• _EXTRACTED TEXT_
┄┄┄┄┄┄┄┄┄┄┄┄┄┄┄┄┄┄┄┄

For the year ended August 25, 2018 and August 26, 2017, the Company recognized excess tax benefits from stock option exercises of $31.3 million and $31.2 million, respectively.

The SEC staff issued Staff Accounting Bulletin No. 118 (“SAB 118”) to address the application of GAAP in situations where a registrant does not have the necessary information available, prepared, or analyzed (including computations) in reasonable detail to complete the accounting for certain income tax effects of Tax Reform. To the extent that a company’s accounting for certain income tax effects of Tax Reform is incomplete but it is able to determine a reasonable estimate, it must record a provisional estimate in the financial statements. If a company cannot determine a provisional estimate to be included in the financial statements, it should continue to apply ASC 740 on the basis of the provisions of the tax laws that were in effect immediately before the enactment of Tax Reform. The ultimate impact may differ from provisional amounts recorded, possibly materially, due to, among other things, additional analysis, changes in interpretations and assumptions the Company has made, and additional regulatory guidance that may be issued. The accounting must be completed within one year from the enactment date of Tax Reform.

 

As a result of the statutory rate changes of Tax Reform, the Company must remeasure its deferred tax assets and liabilities using the federal tax rate that will apply when the related temporary differences are expected to reverse. During the year ended August 25, 2018, the Company recorded a provisional tax benefit of $157.3 million related to the remeasurement of deferred taxes as a result of Tax Reform. The Company is continuing to analyze certain aspects of Tax Reform and is refining its calculations which could potentially affect the measurement of these balances or potentially give rise to new deferred tax amounts.

┄┄┄┄┄┄┄┄┄┄┄┄┄┄┄┄┄┄┄┄

• _DATA PROVIDED_
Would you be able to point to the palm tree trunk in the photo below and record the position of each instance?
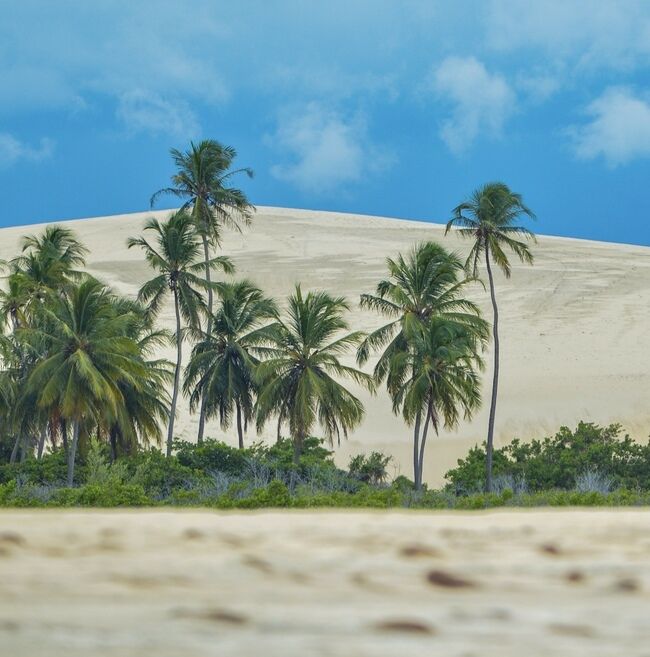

┄┄┄┄┄┄┄┄┄┄┄┄┄┄┄┄┄┄┄┄

• _REQUIREMENT 1_
List every dollar amount given in the Tax Reform excerpt.
• _REQUIREMENT 2_
Return the stretch of the Tax Reform excerpt from "As a result of the" through "deferred tax amounts.".
• _REQUIREMENT 3_
Carry the Tax Reform excerpt forward from its last sentence.

• _FINAL RESULT 1_
$31.3 million
$31.2 million
$157.3 million

• _FINAL RESULT 2_
As a result of the statutory rate changes of Tax Reform, the Company must remeasure its deferred tax assets and liabilities using the federal tax rate that will apply when the related temporary differences are expected to reverse. During the year ended August 25, 2018, the Company recorded a provisional tax benefit of $157.3 million related to the remeasurement of deferred taxes as a result of Tax Reform. The Company is continuing to analyze certain aspects of Tax Reform and is refining its calculations which could potentially affect the measurement of these balances or potentially give rise to new deferred tax amounts.

• _FINAL RESULT 3_
As part of the transition to the new territorial tax system, Tax Reform imposes a one-time transition tax on deemed repatriation of historical earnings of foreign subsidiaries. For the year ended August 25, 2018, the Company recorded a provisional tax expense of $25.8 million related to the transition tax. Our analysis of the transition tax is not completed as of the year ended August 25, 2018, as the Company continues to finalize the calculation of foreign earnings and profits and the amounts held in cash or other specified assets. The provisional amount may also change as new guidance and clarifications are issued by the US federal and state jurisdictions. The Company will complete the accounting for these items during the measurement period. The Company intends to file an election to pay the transition tax liability over the following eight years as prescribed under the enacted law.

The other provisions of Tax Reform are either immaterial or not applicable for the year ended August 25, 2018. The provisions applicable for the year ended August 25, 2018, including the deductibility of certain expenditures, are provisional amounts that may also change as new guidance and clarifications are issued.

Significant components of the Company’s deferred tax assets and liabilities were as follows:

 

(in thousands)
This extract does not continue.